## EXCERPT

-- Opening Marker --

While the Facebook analogy is a bit far-fetched, if not revolutionary, it’s a good place to start thinking about the direction in which IT should be moving.
New platform for the new decade
I read with much interest Don Dodge’s predictions for 2010 and the new decade. I find predictions a bit of a waste of time – when you look are what people predicted for 2009, about half came true, which is what a random selection would give. However I was struck about the prediction on future computing and mobile computing.
“Your cell phone will become your primary computer, communicator, camera, and entertainment device, all in one … I think in the near future there will be docking stations everywhere with a screen and a keyboard. You simply pull out your phone, plug it into the docking station, and instantly all your applications and data are available to you … Your phone will have enough storage so you can decide which applications and data are stored on your phone, and which will be in the cloud.”
When I look at what I can already store on my cellphone, this prediction seems quite plausible. But if people store applications on their phone, which they will presumably choose themselves, and if they decide to use the cloud to select their preferred applications, how will this impact the role and responsibilities of the company IT function? Their role of deciding what applications are suitable for the organisation becomes irrelevant, but they still have to ensure application and data security and integrity.

-- Closing Marker --

## TASK REQUIREMENTS
A – In the excerpt about the future of IT, substitute "comparison" for "analogy" and write out the passage starting at "While the Facebook" and ending at "should be moving.".
B – Proceed with the excerpt about the future of IT by writing what comes next after its last sentence.
The items on this page are not needed for this work.

## SUPPLIED INFORMATION
-- Opening Marker --

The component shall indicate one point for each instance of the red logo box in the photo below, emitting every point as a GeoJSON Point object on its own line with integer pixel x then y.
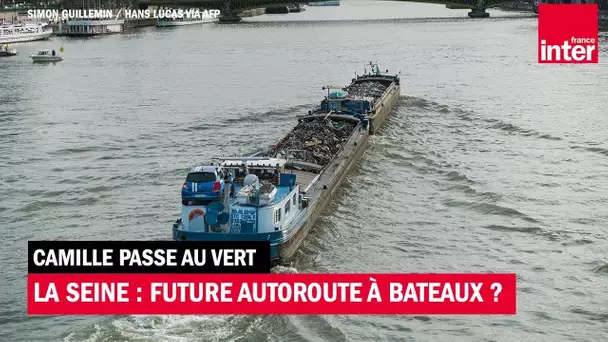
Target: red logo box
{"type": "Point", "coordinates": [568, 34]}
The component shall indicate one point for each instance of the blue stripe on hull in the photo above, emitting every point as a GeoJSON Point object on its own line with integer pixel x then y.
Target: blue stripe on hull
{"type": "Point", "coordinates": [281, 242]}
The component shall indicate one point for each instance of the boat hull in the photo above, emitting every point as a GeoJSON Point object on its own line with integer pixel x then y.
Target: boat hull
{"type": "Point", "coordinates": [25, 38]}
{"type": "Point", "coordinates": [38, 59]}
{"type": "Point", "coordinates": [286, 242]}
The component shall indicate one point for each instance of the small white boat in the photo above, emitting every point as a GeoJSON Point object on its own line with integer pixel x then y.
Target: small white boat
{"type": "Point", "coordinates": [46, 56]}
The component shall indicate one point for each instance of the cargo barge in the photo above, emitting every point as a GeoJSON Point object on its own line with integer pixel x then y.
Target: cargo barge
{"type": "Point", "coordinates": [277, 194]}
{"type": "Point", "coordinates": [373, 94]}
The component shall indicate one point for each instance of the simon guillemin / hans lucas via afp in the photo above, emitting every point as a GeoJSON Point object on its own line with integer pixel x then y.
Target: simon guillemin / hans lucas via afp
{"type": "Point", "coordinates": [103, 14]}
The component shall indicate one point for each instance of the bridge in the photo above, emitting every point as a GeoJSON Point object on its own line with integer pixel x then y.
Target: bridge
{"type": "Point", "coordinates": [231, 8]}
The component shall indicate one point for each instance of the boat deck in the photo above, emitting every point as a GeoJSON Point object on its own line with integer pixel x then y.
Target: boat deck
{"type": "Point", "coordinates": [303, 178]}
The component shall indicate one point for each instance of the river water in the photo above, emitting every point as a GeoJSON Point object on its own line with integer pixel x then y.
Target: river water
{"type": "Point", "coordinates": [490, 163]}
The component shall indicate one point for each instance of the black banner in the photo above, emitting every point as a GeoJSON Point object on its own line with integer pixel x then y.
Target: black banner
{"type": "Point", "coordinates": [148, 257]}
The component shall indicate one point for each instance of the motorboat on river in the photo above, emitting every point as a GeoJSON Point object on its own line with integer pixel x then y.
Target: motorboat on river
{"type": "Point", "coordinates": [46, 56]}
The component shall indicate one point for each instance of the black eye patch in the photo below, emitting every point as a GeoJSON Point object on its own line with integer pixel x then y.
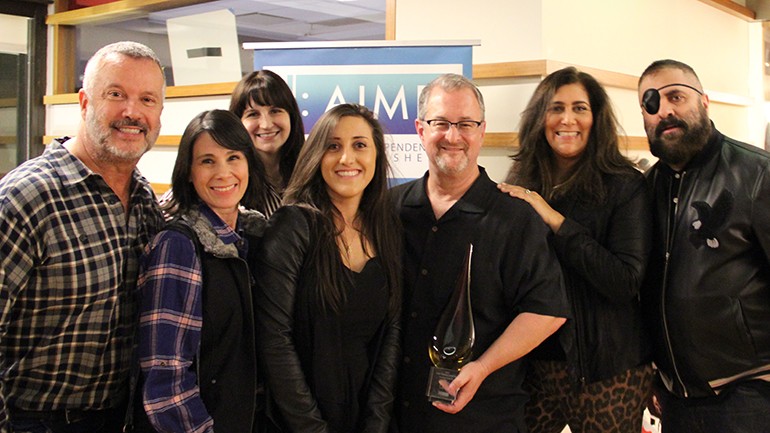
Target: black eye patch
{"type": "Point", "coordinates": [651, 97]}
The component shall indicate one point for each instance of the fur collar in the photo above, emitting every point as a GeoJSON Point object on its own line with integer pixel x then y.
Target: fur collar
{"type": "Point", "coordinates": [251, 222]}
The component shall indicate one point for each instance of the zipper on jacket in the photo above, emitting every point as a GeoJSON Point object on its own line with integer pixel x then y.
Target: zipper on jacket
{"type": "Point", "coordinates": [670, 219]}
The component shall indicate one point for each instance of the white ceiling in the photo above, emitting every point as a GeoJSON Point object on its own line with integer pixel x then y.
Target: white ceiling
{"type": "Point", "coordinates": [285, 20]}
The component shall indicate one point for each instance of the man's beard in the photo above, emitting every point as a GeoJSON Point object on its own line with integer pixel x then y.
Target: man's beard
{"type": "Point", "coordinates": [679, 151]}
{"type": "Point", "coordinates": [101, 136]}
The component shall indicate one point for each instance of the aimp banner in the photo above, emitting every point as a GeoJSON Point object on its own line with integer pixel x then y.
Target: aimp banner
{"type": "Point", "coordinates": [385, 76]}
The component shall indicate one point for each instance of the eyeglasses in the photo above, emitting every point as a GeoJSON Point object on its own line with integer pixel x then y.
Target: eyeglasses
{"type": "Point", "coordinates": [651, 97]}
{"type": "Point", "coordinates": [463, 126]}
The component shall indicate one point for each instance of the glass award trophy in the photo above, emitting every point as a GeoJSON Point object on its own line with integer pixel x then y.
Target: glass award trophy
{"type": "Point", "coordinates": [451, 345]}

-- Closing Marker --

## RESULTS BY TASK
A –
While the Facebook comparison is a bit far-fetched, if not revolutionary, it’s a good place to start thinking about the direction in which IT should be moving.

B –
”Mobile phones are clearly the next computing platform … Mary Meeker of Morgan Stanley says Mobile Internet usage is bigger than most people think, and it is exploding.”
Application developers will have to re-consider the presentation layer for a different user interface and experience, and will have to assume that the mobile interface will be the preferred or default one, rather than as a side issue.
Where I do have a problem is the predictions about cloud computing and mobile bandwidth:
The explosion of reliable broadband bandwidth, virtualization technology, cheap storage, memory, and servers, has made Cloud Computing the obvious choice for the next decade … Why buy servers, hire IT admin to manage them, buy operating system licenses, application licenses, pay 20% maintenance fees every year, worry about security updates/breaches, hassle with asset management, etc., when you can just “pay as you go” with cloud computing resources? …
The new 700Mhz wireless spectrum became available in 2009, and will be built out over the next decade … Cell phones will see the same explosion in bandwidth in the coming decade, which will enable new applications and uses.”
This is a simplified view of the world. Firstly, business applications for even small and medium businesses are getting more complex. I’m not talking about simple accounting or CRM solutions, but the complex applications to manage orders, receive and dispatch inventory, schedule and manage manufacturing operations. It isn’t as simple as paying and starting, as the “pay as you go” mantra likes to make out. It may well be that business hands over the management of the application infrastructure to a cloud provider, but every successful business has a particular way of working that is different to others, and that is unlikely to be assisted by a standard enterprise application.
Secondly, the comment about mobile bandwidth is US-centric. Developing countries like South Africa are constrained in all sorts of bandwidth (Internet, radio, cellphones) because they have been already allocated to developed countries years ago. That is not to say that cellphone bandwidith will not significantly increase. What Don fails to note is that the growth of the mobile Internet will probably come more from developing regions like Africa than the US, as reported by Opera and Google.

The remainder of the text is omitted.